## REQUIREMENTS
In the records below, find the line containing "Objective — one dot on each instance of the white door", then extract that line and all subsequent lines exactly, leaving out everything else.

## AVAILABLE RECORDS
++++++++++++++++++++

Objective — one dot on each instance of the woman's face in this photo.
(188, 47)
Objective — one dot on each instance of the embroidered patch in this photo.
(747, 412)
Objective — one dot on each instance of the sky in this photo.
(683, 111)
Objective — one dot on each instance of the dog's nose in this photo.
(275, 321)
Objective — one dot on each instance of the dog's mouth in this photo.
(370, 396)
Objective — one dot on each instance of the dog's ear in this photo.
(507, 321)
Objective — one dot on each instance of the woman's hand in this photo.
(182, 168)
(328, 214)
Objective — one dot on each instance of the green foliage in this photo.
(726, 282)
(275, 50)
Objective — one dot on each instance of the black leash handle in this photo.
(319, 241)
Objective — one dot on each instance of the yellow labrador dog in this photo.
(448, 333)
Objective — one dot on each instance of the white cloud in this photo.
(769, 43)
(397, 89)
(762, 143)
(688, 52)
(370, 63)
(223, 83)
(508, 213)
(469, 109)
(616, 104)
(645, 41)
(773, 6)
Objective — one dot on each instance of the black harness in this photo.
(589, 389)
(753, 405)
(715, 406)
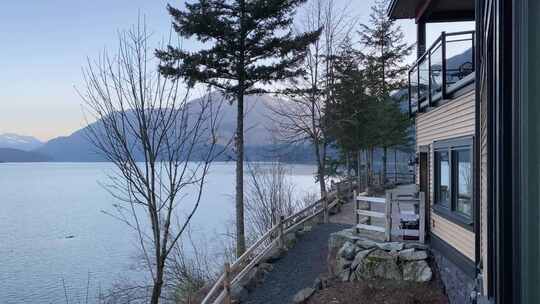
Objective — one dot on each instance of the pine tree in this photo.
(384, 57)
(384, 51)
(249, 43)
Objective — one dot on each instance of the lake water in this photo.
(41, 204)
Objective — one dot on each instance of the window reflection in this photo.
(444, 177)
(464, 202)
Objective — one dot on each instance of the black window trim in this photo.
(449, 211)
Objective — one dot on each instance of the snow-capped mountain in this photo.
(20, 142)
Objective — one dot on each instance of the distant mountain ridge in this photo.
(10, 155)
(258, 137)
(19, 142)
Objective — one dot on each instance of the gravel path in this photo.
(298, 269)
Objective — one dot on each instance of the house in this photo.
(474, 99)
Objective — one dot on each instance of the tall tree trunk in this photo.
(158, 284)
(240, 232)
(358, 166)
(395, 166)
(371, 169)
(321, 174)
(385, 157)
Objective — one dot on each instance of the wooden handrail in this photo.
(237, 270)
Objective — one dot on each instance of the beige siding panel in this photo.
(451, 120)
(455, 235)
(483, 189)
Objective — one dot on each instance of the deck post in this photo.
(227, 283)
(357, 208)
(422, 218)
(280, 232)
(388, 211)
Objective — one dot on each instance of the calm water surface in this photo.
(41, 205)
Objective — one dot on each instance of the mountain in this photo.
(19, 142)
(257, 125)
(10, 155)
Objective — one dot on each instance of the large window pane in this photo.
(443, 178)
(464, 182)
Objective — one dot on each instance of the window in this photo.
(453, 174)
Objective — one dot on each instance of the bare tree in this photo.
(161, 145)
(300, 115)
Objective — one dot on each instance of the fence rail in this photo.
(235, 272)
(411, 222)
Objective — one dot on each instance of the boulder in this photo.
(290, 240)
(390, 246)
(344, 275)
(266, 267)
(359, 258)
(347, 251)
(303, 295)
(417, 271)
(379, 264)
(412, 255)
(417, 246)
(366, 243)
(274, 254)
(342, 263)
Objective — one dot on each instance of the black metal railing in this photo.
(447, 66)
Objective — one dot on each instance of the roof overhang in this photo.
(432, 10)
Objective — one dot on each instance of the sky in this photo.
(45, 43)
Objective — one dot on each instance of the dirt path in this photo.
(298, 269)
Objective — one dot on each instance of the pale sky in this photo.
(44, 44)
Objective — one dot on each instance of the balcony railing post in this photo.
(429, 78)
(443, 51)
(410, 104)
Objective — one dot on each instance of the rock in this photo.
(347, 251)
(290, 240)
(317, 284)
(266, 267)
(412, 255)
(342, 263)
(359, 258)
(390, 246)
(379, 264)
(273, 255)
(303, 295)
(366, 244)
(417, 271)
(344, 275)
(239, 293)
(417, 246)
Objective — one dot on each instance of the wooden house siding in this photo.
(451, 120)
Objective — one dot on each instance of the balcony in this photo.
(445, 69)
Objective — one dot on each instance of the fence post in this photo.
(388, 211)
(357, 202)
(280, 232)
(227, 283)
(325, 210)
(422, 218)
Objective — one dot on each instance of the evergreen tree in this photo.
(384, 55)
(249, 42)
(384, 52)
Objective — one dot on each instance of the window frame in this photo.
(449, 210)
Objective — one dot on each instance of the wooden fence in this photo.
(235, 272)
(409, 207)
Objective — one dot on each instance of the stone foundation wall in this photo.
(458, 285)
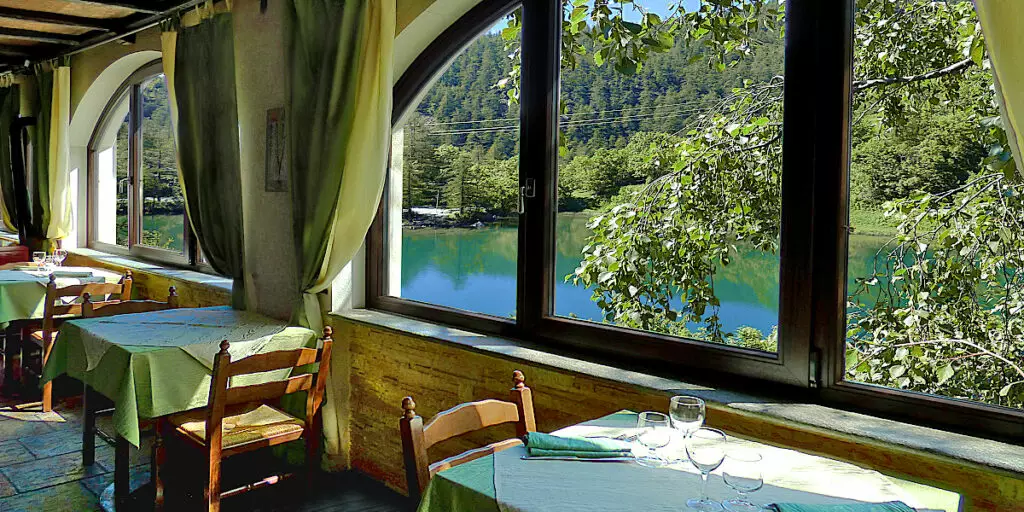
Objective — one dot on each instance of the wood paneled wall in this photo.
(386, 366)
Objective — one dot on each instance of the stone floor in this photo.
(41, 469)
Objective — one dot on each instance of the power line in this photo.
(572, 115)
(588, 122)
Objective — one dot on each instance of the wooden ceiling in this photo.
(38, 30)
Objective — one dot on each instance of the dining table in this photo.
(157, 364)
(23, 297)
(510, 480)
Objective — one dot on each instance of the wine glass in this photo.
(59, 255)
(687, 414)
(655, 432)
(741, 471)
(706, 449)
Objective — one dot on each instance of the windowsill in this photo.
(988, 454)
(193, 276)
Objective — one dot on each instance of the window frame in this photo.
(809, 365)
(131, 88)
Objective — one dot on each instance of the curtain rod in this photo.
(147, 23)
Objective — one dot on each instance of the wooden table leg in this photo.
(88, 426)
(121, 483)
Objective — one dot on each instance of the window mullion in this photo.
(538, 160)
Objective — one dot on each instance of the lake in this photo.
(475, 269)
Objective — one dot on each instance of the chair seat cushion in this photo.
(241, 426)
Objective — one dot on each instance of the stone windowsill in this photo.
(997, 456)
(192, 276)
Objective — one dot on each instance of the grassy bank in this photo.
(871, 222)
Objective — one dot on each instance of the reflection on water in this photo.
(475, 269)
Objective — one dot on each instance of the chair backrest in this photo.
(223, 394)
(57, 307)
(462, 419)
(110, 308)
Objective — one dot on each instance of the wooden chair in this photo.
(61, 304)
(92, 309)
(462, 419)
(238, 419)
(110, 308)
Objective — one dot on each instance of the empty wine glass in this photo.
(59, 255)
(706, 449)
(687, 414)
(741, 471)
(655, 432)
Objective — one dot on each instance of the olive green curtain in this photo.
(50, 192)
(1000, 24)
(340, 76)
(207, 136)
(10, 101)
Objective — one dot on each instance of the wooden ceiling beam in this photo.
(55, 18)
(144, 6)
(39, 37)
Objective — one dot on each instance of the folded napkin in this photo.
(539, 444)
(72, 273)
(859, 507)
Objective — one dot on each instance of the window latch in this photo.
(527, 190)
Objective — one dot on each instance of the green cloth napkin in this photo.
(860, 507)
(539, 444)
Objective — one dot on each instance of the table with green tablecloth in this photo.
(157, 364)
(23, 293)
(161, 363)
(506, 482)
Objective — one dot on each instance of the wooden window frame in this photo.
(131, 88)
(809, 365)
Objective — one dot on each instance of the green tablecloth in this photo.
(504, 482)
(157, 364)
(23, 293)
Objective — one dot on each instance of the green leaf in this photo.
(945, 373)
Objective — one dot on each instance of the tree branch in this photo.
(955, 69)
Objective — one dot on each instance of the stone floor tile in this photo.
(50, 471)
(12, 453)
(66, 498)
(53, 443)
(6, 487)
(138, 476)
(15, 429)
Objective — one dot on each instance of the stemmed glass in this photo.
(742, 473)
(59, 255)
(687, 414)
(706, 449)
(655, 432)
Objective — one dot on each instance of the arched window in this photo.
(135, 201)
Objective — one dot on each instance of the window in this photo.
(455, 160)
(135, 200)
(680, 210)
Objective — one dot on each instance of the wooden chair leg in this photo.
(48, 387)
(88, 426)
(156, 467)
(213, 483)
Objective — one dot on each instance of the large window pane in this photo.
(456, 176)
(935, 293)
(670, 171)
(112, 177)
(163, 204)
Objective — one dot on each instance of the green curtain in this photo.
(208, 143)
(340, 76)
(1000, 24)
(340, 59)
(10, 101)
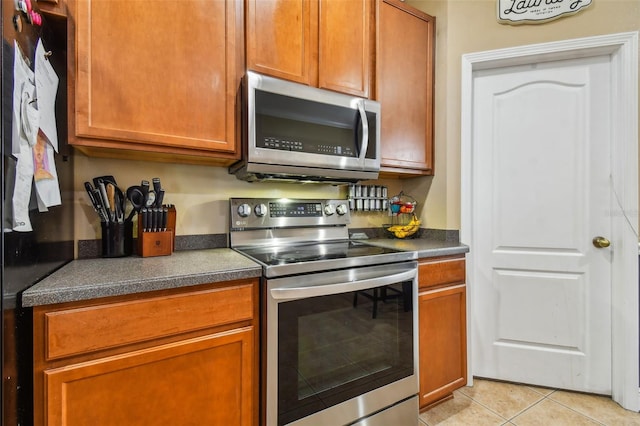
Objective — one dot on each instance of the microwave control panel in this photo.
(282, 144)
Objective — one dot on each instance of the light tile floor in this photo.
(490, 402)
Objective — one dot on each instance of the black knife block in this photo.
(160, 243)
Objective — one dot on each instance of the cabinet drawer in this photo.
(92, 328)
(441, 272)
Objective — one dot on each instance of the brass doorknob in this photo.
(601, 242)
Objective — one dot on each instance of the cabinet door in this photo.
(282, 39)
(443, 342)
(405, 88)
(155, 77)
(208, 380)
(345, 46)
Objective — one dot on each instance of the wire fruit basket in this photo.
(404, 222)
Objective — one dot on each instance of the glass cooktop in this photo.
(279, 255)
(312, 257)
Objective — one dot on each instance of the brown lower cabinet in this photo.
(185, 356)
(442, 328)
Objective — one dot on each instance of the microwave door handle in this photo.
(293, 293)
(365, 132)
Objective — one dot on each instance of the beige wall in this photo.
(463, 26)
(199, 193)
(468, 26)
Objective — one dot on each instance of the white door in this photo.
(542, 193)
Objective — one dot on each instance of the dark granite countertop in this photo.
(87, 279)
(424, 247)
(93, 278)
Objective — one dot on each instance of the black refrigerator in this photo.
(29, 256)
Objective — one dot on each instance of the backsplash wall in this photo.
(201, 194)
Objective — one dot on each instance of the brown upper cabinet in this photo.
(156, 81)
(404, 88)
(321, 43)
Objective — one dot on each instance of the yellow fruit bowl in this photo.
(403, 231)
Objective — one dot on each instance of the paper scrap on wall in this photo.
(44, 172)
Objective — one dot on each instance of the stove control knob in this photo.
(244, 210)
(329, 209)
(260, 210)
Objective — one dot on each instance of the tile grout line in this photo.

++++++++++++++++++++

## THE SOLUTION
Objective — one dot on each instance of the white door in this photo.
(542, 193)
Objective — one dot on each instance of the dark granite countertop in this photo.
(87, 279)
(424, 247)
(93, 278)
Objective — one dot on each instance of the black refrigerator in this photo.
(29, 256)
Objective — one dot on each instance of the backsplash wall in this photo.
(201, 194)
Objective — one dot on each instance of the brown upper cabinet in this photo.
(156, 81)
(404, 88)
(321, 43)
Objective — one dot on each instance of the yellow fruit bowl in this photo.
(403, 231)
Objective — one dot on each instance of the paper scrap on wall in this photo.
(44, 172)
Objective — one dot on each instance of the stove control knob in this photo.
(244, 210)
(329, 209)
(260, 210)
Objective — one dot on each instance of the tile grout line in this photo.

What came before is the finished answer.